═════ Text passage ═════
# Ripping a DVD to post it on here?



## kokomojoe (Mar 24, 2016)

Didn't know exactly where to post this so feel free to move it. So I have the DVD Who is Bozo Texino, it's a really great flick with some good shots of trainhopping and some of the famous moniker artists such as Bozo Texino, Herby, Collosus of Roads, The Rambler, and others. You can read an overview of it here: http://www.billdaniel.net/who-is-bozo-texino/

I just want to know:
-the best way to download it to my PC, lifehacker has a decent tutorial with programs to download but I'd rather hear someone's input on other methods
-the best file type to convert it to, .mov I'm assuming?
-the best spot to upload it where it won't get taken down. I'm guessing a google drive link would be best and then use whatever media player comes with your device to watch it

It's a really good movie and I think deserves to be shared so let me know if you can help with figuring this out, thanks.


----------



## Art101 (Mar 24, 2016)

If you get it done let me know would love to have a copy.It was 71 bucks on Amazon so I ordered a t-shirt instead,lol.


----------



## Matt Derrick (Mar 24, 2016)

okay, so if you want to rip the movie from the dvd into a file, use handbrake. make sure to convert it to an mp4 in h.264 format (not .mov).

as for hosting, i'd put it up on mega.nz for now. it's free and you get 50gb of storage. i wouldn't recommend google drive since they'll take down the file if they notice a ton of people are downloading it.

i'll download it from mega.nz and keep a local copy in case it gets taken down; i can re-up it if that happens. once you have it uploaded to mega, you can add it to the StP library using the share link from mega.
═════
# Work to be completed
Reproduce word for word the stretch of the forum thread on ripping a DVD from "## Art101 (Mar" through "Derrick (Mar 24, 2016)".
═════ Provided data ═════
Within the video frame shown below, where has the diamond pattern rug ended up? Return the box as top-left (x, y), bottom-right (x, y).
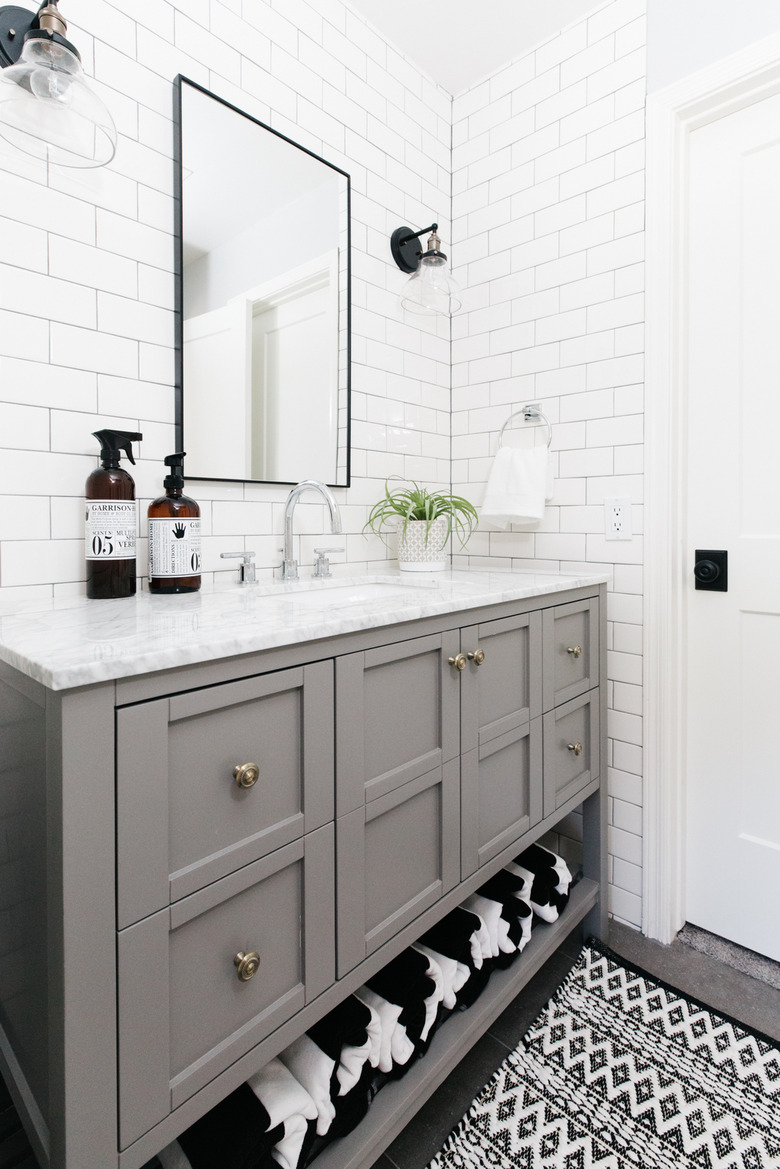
═════
# Response
## Art101 (Mar 24, 2016)

If you get it done let me know would love to have a copy.It was 71 bucks on Amazon so I ordered a t-shirt instead,lol.


----------



## Matt Derrick (Mar 24, 2016)